OBJECTIVE » Revise the material below so that every "Segment each instance" becomes "Outline every occurrence", keeping all other text unchanged.

— BEGIN DATA TO USE —

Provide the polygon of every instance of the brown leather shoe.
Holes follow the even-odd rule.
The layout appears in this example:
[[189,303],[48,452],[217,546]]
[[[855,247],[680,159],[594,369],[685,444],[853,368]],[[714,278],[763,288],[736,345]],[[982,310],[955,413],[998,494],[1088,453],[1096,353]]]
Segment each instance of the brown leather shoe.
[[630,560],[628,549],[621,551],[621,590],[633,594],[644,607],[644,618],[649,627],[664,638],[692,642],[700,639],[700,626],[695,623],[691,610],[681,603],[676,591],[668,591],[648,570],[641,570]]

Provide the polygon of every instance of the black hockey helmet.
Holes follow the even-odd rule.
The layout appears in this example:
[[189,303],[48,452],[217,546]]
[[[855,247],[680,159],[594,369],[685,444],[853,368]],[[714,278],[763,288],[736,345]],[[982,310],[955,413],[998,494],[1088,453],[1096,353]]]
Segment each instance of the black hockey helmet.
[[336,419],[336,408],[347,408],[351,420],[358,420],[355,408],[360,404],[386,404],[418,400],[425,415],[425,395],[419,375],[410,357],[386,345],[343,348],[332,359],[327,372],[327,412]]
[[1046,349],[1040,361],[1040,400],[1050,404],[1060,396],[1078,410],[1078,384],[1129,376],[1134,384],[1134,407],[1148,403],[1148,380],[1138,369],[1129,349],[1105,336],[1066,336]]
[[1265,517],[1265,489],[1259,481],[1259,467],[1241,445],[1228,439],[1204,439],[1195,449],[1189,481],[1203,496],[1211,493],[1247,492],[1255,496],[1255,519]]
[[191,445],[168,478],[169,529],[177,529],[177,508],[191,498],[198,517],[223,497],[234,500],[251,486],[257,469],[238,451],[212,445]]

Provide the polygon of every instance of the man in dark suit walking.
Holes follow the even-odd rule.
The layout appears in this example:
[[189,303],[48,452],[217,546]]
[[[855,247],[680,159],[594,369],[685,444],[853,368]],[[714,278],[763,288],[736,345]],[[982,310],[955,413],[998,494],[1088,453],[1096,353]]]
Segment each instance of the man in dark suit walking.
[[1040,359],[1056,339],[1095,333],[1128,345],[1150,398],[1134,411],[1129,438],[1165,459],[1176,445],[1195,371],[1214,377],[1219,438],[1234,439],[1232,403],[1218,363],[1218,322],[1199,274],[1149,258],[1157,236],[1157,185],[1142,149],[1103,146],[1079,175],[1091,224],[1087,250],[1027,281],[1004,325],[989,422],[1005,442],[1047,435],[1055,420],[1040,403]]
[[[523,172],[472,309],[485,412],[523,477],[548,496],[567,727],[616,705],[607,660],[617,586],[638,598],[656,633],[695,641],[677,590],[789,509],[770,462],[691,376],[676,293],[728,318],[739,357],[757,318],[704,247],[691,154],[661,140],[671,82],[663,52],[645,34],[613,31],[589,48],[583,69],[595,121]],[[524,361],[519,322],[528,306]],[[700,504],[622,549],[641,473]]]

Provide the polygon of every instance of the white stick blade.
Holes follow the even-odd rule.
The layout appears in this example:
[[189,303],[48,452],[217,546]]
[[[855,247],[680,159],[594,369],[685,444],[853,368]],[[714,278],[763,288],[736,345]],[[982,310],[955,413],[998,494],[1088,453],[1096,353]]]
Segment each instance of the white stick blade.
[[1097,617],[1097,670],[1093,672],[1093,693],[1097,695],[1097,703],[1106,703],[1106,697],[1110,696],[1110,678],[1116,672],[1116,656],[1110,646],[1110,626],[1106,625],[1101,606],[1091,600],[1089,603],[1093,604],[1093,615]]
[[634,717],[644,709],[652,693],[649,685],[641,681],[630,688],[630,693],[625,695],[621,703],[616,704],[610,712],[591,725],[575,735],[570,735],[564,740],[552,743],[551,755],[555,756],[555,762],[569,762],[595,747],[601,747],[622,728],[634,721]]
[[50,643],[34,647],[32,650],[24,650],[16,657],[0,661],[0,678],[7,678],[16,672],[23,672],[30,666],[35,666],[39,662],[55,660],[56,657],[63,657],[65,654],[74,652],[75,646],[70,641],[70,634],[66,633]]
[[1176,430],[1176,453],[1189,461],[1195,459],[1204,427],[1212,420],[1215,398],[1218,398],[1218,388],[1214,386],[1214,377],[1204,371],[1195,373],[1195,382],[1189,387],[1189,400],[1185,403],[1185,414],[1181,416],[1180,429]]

— END DATA TO USE —

EXPECTED OUTPUT »
Provide the polygon of every instance of the brown leather shoe.
Holes follow the even-odd rule.
The layout appears in this example:
[[189,303],[48,452],[217,546]]
[[[855,247],[680,159],[594,369],[685,444],[853,368]],[[714,278],[763,288],[736,345]],[[982,310],[955,413],[998,494],[1088,453],[1096,353]]]
Outline every occurrence of the brown leather shoe.
[[630,560],[628,549],[621,551],[621,590],[633,594],[644,607],[644,618],[649,627],[664,638],[692,642],[700,639],[700,626],[695,623],[691,610],[681,603],[676,591],[668,591],[648,570],[641,570]]

Provide the polygon of every instance of the black hockey helmet.
Holes follow the even-odd rule.
The layout appears in this example:
[[189,303],[48,452],[217,546]]
[[[855,247],[680,159],[594,369],[685,444],[853,368]],[[714,278],[763,288],[736,345]],[[982,310],[955,413],[998,494],[1088,453],[1096,353]]]
Outline every occurrence of the black hockey helmet.
[[336,419],[336,408],[347,408],[351,420],[358,420],[355,408],[360,404],[386,404],[418,400],[425,415],[425,395],[419,375],[410,357],[386,345],[343,348],[332,359],[327,372],[327,412]]
[[1046,349],[1040,361],[1040,400],[1050,404],[1060,396],[1078,410],[1078,384],[1129,376],[1134,384],[1134,407],[1148,403],[1148,380],[1138,369],[1129,349],[1105,336],[1066,336]]
[[1265,517],[1265,489],[1259,481],[1259,467],[1241,445],[1228,439],[1204,439],[1195,449],[1189,481],[1203,496],[1211,493],[1247,492],[1255,496],[1255,519]]
[[191,445],[168,478],[169,529],[177,529],[177,508],[191,498],[198,517],[223,497],[234,500],[251,486],[257,469],[238,451],[212,445]]

Provide the polygon of every instance of the man in dark suit walking.
Holes follow the even-odd rule.
The layout appears in this example:
[[189,303],[48,452],[217,546]]
[[[855,247],[680,159],[594,369],[685,444],[853,368]],[[714,278],[763,288],[736,345]],[[982,310],[955,413],[998,494],[1088,453],[1096,353]]]
Outline every occurrence of the man in dark suit walking.
[[1040,359],[1056,339],[1095,333],[1128,345],[1150,398],[1134,411],[1129,438],[1165,459],[1176,445],[1195,371],[1214,377],[1219,438],[1234,439],[1232,403],[1218,363],[1218,322],[1199,274],[1149,258],[1157,236],[1157,185],[1142,149],[1103,146],[1079,175],[1091,224],[1087,250],[1027,281],[1004,325],[989,422],[1005,442],[1047,435],[1055,420],[1040,403]]
[[[523,172],[472,309],[485,412],[523,477],[548,496],[567,727],[616,705],[607,660],[617,586],[638,598],[656,633],[695,641],[677,590],[789,509],[770,462],[691,376],[676,293],[728,318],[739,357],[757,318],[704,247],[691,154],[661,140],[671,82],[663,52],[645,34],[613,31],[589,48],[583,69],[595,121]],[[524,361],[519,322],[528,306]],[[700,504],[622,549],[641,473]]]

Provide the polygon of every instance of the white stick blade.
Holes follow the even-odd rule.
The layout appears in this example:
[[189,303],[48,452],[217,546]]
[[[855,247],[680,159],[594,369],[685,444],[853,368]],[[714,278],[763,288],[736,345]],[[982,310],[955,413],[998,494],[1088,453],[1096,353]]]
Outline every occurrence of the white stick blade.
[[1097,617],[1097,670],[1093,672],[1093,693],[1097,695],[1097,703],[1106,703],[1106,697],[1110,696],[1110,678],[1116,672],[1116,656],[1110,646],[1110,626],[1106,625],[1101,606],[1091,600],[1089,603],[1093,604],[1093,615]]
[[634,717],[644,709],[652,693],[649,685],[641,681],[630,688],[630,693],[625,695],[621,703],[616,704],[610,712],[591,725],[575,735],[570,735],[564,740],[552,743],[551,755],[555,756],[555,762],[569,762],[595,747],[601,747],[622,728],[634,721]]
[[50,643],[34,647],[32,650],[24,650],[16,657],[0,661],[0,678],[7,678],[16,672],[23,672],[30,666],[35,666],[39,662],[55,660],[56,657],[63,657],[65,654],[74,652],[75,646],[70,641],[70,634],[66,633]]
[[1176,430],[1176,453],[1189,461],[1195,459],[1204,427],[1212,420],[1215,398],[1218,398],[1218,388],[1214,386],[1214,377],[1204,371],[1195,373],[1195,382],[1189,387],[1189,400],[1185,403],[1185,414],[1181,416],[1180,429]]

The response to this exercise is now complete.